• What the task asks:
Quote each record exactly, please, leaving none out.

• Exercise data:
- Opening Delimiter -

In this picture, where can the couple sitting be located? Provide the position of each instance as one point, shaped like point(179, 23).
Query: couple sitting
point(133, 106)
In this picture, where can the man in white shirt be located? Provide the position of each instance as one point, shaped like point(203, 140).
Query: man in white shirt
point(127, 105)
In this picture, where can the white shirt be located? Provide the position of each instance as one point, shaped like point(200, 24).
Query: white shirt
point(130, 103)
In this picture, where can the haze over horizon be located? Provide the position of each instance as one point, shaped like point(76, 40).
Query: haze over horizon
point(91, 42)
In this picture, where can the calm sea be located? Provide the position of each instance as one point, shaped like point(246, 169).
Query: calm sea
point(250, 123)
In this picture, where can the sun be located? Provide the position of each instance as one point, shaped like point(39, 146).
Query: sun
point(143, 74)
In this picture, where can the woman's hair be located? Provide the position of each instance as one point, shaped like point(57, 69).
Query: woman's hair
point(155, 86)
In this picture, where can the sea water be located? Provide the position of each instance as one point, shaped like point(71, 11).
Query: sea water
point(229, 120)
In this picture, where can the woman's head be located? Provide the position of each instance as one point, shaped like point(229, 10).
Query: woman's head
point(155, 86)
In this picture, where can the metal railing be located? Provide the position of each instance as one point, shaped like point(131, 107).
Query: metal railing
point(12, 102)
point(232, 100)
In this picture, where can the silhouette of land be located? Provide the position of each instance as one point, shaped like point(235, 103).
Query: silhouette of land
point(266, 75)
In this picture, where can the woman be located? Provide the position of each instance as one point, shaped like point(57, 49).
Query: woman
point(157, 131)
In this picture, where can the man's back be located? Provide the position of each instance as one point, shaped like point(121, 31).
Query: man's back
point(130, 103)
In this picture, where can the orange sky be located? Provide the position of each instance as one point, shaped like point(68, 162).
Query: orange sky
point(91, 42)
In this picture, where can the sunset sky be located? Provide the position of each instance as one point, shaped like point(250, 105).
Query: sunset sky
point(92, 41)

- Closing Delimiter -

• Exercise output:
In this picture, where can the couple sitting be located? Provide the position of each instance as one point, shaped like point(179, 23).
Query: couple sitting
point(133, 106)
In this picture, where can the man in white shirt be located? Provide the position of each instance as one point, shaped like point(203, 140).
Query: man in white shirt
point(127, 105)
In this picture, where can the white shirt be located? Provide the position of each instance as one point, shaped like point(200, 24).
Query: white shirt
point(130, 103)
In this picture, where can the haze over horizon be located? Provide the position of each instance as one point, shaped like point(76, 40).
Query: haze over horizon
point(91, 42)
In this picture, where can the calm sea be located? Provide the position of each instance as one point, shaped like point(246, 169).
Query: calm sea
point(250, 123)
In this picture, where can the sun be located? Provide the position of each instance as one point, shaped like point(39, 146).
Query: sun
point(143, 74)
In this picture, where can the woman's hair be located? Provide the position of each instance as one point, shaped like point(57, 69).
Query: woman's hair
point(155, 86)
In this picture, where can the sea water be located? Provide the position of each instance as one point, shaped like point(71, 11).
Query: sea water
point(229, 120)
In this picture, where can the woman's head be located? Provide the position of each instance as one point, shaped like point(229, 10).
Query: woman's head
point(155, 86)
In this picture, where can the metal railing be located? Provide the position of each instance as one point, shaped like point(131, 107).
Query: metal railing
point(12, 102)
point(232, 100)
In this picture, where can the silhouette of land be located? Provide the position of each instance as one point, shaped like point(235, 103).
Query: silhouette of land
point(266, 75)
In this picture, where can the woman be located? Provide the position of each instance as one point, shaped like point(57, 49).
Query: woman
point(157, 131)
In this picture, where can the man's back be located? Provide the position of each instance as one point, shaped like point(121, 31).
Query: man's back
point(130, 103)
In this picture, where can the orange sky be located? Provide the position of each instance as one point, shaped like point(68, 162).
Query: orange sky
point(91, 42)
In this picture, where can the sunset sky be located? Provide the position of each instance as one point, shaped like point(250, 105).
Query: sunset sky
point(92, 41)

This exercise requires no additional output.